Short exercise: Copy out the entries word for word, from the very first line through the line containing "Outline every instance of the wooden", and include that line.

[Region segmentation entries]

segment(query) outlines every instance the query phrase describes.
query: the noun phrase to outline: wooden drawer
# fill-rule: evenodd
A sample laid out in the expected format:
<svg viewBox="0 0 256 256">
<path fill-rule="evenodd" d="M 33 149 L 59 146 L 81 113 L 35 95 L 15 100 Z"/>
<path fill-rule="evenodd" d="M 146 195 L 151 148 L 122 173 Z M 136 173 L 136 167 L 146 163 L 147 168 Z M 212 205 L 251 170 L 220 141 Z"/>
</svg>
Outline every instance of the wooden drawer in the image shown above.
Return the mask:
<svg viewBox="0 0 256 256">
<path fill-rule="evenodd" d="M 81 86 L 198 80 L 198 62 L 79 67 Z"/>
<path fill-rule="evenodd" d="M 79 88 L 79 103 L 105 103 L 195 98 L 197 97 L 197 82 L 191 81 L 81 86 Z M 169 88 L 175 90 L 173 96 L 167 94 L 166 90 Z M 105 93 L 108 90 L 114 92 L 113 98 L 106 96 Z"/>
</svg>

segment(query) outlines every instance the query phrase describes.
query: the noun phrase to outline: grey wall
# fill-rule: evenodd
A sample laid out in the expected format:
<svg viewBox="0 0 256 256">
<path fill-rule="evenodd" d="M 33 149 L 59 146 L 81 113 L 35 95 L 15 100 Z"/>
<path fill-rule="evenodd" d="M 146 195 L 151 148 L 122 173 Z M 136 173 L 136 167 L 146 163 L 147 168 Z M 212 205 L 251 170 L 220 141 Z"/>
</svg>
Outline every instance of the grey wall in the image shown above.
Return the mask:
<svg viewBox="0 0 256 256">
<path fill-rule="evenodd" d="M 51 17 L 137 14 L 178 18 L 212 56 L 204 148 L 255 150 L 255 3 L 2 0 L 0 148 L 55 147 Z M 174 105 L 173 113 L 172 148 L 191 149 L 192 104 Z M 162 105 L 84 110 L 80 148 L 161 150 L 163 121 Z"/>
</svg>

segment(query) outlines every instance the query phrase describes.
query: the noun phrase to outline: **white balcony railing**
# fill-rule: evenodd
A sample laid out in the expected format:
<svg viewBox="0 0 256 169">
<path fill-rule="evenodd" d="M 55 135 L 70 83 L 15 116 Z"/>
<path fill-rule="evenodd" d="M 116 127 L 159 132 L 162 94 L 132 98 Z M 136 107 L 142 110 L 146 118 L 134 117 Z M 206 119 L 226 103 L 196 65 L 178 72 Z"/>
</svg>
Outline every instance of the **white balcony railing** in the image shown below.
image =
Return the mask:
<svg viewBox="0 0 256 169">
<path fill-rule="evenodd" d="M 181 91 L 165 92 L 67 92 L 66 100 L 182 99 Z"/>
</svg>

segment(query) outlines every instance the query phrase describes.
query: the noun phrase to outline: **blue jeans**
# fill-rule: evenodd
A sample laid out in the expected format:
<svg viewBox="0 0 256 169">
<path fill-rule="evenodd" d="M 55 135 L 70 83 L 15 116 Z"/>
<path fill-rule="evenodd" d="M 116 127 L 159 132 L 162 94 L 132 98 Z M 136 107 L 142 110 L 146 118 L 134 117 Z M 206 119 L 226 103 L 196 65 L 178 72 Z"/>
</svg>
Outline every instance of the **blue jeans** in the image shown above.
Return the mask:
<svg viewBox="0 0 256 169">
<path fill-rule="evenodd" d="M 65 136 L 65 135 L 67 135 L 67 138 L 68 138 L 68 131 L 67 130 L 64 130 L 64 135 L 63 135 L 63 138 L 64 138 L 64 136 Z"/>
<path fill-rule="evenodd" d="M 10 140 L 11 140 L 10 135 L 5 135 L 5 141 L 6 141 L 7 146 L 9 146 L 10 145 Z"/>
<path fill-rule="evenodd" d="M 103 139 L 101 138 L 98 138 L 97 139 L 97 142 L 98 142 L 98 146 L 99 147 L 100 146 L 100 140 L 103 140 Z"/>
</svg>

Finished exercise:
segment(query) outlines every instance the query phrase describes.
query: the noun phrase to outline: wooden drawer
# fill-rule: evenodd
A sample laid out in the expected format:
<svg viewBox="0 0 256 256">
<path fill-rule="evenodd" d="M 33 149 L 59 146 L 81 113 L 35 95 L 15 100 Z"/>
<path fill-rule="evenodd" d="M 146 195 L 151 148 L 122 173 Z M 136 173 L 136 167 L 146 163 L 147 168 Z M 212 205 L 251 170 L 220 141 Z"/>
</svg>
Outline every instance of the wooden drawer in the image shown above.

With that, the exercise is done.